Saved entries
** start **

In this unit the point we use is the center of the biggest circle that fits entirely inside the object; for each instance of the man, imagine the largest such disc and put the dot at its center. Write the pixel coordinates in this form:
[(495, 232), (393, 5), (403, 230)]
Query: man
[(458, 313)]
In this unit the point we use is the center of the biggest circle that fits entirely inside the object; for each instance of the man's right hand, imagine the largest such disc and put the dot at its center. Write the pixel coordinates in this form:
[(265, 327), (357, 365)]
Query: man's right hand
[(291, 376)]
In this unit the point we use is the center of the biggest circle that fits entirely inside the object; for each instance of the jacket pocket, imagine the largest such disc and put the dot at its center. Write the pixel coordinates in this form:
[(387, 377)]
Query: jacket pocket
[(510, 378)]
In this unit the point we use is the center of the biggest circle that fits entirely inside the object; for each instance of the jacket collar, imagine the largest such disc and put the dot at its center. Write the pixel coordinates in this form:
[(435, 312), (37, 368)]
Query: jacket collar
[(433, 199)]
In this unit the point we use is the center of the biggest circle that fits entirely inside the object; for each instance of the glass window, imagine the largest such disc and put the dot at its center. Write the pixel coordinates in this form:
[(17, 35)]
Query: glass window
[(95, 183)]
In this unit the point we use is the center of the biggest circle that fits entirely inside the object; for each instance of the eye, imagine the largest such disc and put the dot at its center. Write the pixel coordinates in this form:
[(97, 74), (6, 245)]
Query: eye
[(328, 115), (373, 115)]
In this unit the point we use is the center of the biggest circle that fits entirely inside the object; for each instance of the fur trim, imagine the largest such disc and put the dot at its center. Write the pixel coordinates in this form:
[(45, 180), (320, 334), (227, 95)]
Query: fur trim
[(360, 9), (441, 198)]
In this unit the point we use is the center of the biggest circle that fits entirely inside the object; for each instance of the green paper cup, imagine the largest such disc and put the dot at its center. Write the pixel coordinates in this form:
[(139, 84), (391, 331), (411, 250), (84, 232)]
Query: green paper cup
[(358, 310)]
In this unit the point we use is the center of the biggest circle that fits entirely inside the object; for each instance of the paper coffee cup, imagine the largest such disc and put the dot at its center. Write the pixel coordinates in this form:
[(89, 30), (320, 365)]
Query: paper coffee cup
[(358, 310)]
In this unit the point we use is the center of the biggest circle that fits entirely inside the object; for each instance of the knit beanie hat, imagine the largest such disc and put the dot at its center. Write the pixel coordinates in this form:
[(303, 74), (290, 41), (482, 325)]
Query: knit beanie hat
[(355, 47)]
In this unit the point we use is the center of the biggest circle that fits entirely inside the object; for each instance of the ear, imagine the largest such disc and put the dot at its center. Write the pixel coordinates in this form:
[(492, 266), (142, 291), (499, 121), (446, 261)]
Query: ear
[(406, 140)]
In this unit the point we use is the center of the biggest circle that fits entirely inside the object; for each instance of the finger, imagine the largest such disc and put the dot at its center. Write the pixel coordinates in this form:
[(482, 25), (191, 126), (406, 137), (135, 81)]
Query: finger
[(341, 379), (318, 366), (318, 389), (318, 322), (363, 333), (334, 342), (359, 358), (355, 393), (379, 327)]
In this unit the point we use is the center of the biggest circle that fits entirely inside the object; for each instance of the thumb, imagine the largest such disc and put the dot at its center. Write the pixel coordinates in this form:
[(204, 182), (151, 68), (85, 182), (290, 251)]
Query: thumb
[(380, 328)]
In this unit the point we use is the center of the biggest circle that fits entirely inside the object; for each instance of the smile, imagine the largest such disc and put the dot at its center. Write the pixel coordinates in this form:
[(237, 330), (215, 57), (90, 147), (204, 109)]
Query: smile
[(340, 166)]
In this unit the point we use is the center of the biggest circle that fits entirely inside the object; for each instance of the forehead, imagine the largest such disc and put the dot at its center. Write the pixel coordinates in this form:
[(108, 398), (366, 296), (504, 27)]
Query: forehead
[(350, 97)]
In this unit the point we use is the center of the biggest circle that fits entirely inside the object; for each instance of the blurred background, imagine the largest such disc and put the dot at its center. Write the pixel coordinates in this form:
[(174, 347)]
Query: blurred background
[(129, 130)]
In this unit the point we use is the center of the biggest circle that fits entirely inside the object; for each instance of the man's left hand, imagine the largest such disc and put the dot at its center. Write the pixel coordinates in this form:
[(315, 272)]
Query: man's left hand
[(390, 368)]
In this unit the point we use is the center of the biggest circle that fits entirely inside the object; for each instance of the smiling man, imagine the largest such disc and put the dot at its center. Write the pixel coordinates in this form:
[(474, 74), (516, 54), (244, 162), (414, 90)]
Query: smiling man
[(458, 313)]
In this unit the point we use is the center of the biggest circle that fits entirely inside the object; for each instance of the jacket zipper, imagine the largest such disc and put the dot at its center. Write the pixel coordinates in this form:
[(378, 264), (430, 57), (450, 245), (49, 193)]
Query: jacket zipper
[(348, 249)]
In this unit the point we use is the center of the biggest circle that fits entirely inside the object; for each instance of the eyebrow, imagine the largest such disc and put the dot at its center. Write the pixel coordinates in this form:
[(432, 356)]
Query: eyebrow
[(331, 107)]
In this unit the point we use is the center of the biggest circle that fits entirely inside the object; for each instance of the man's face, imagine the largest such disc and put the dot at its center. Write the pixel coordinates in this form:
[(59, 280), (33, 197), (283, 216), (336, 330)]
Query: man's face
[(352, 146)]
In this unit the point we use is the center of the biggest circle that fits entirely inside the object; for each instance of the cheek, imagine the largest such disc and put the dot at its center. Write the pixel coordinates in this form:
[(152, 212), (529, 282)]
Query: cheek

** end **

WORK INSTRUCTIONS: Write out the lines from the one with "the eyebrow, imagine" up to and including the one with "[(331, 107)]", requests too, rescaling every coordinate in the answers by 1.8 and rounding to whole numbers, halves up. Keep the numbers in the requests and their sample formats unchanged.

ANSWER IN FULL:
In this unit the point we use is the center of the biggest circle that fits entirely inside the object; for each instance of the eyebrow, imagine the largest such disc and put the dot at its center. Write the pixel coordinates in this form:
[(432, 356)]
Query: eyebrow
[(596, 193)]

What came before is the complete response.